Short exercise 1: Condense the paragraph of the pandas thread that begins "They are the same as long you're accessing" into a short bulleted list that keeps its main facts.
Short exercise 2: From the pandas thread, set down word for word the passage starting at "A few caveats" and ending at "think monkey-patching here)".

Extracted text:
#####

Related
In both the bellow cases:
import pandas
d = {'col1': 2, 'col2': 2.5}
df = pandas.DataFrame(data=d, index=[0])
print(df['col2'])
print(df.col2)
Both methods can be used to index on a column and yield the same result, so is there any difference between them?
The "dot notation", i.e. df.col2 is the attribute access that's exposed as a convenience.
You may access an index on a Series, column on a DataFrame, and an item on a Panel directly as an attribute:
df['col2'] does the same: it returns a pd.Series of the column.
A few caveats about attribute access:
you cannot add a column (df.new_col = x won't work, worse: it will silently actually create a new attribute rather than a column - think monkey-patching here)
it won't work if you have spaces in the column name or if the column name is an integer.
They are the same as long you're accessing a single column with a simple name, but you can do more with the bracket notation. You can only use df.col if the column name is a valid Python identifier (e.g., does not contains spaces and other such stuff). Also, you may encounter surprises if your column name clashes with a pandas method name (like sum). With brackets you can select multiple columns (e.g., df[['col1', 'col2']]) or add a new column (df['newcol'] = ...), which can't be done with dot access.
The other question you linked to applies, but that is a much more general question. Python objects get to define how the . and [] operators apply to them. Pandas DataFrames have chosen to make them the same for this limited case of accessing single columns, with the caveats described above.
Short answer for differences:
[] indexing (squared brackets access) has the full functionality to operate on DataFrame column data.

#####

Information supplied:
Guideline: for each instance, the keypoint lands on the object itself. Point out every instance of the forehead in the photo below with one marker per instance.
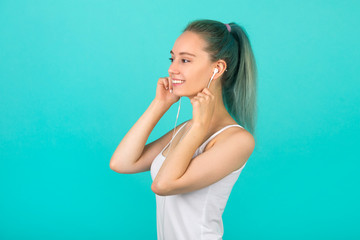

#####

Task solution 1:
- Dot and bracket notation behave the same when accessing a single column with a simple name.
- df.col works only if the column name is a valid Python identifier, with no spaces or similar characters.
- A column name that clashes with a pandas method name, such as sum, can cause surprises with dot access.
- Only brackets can select multiple columns (e.g., df[['col1', 'col2']]) or add a new column (df['newcol'] = ...).

Task solution 2:
A few caveats about attribute access:
you cannot add a column (df.new_col = x won't work, worse: it will silently actually create a new attribute rather than a column - think monkey-patching here)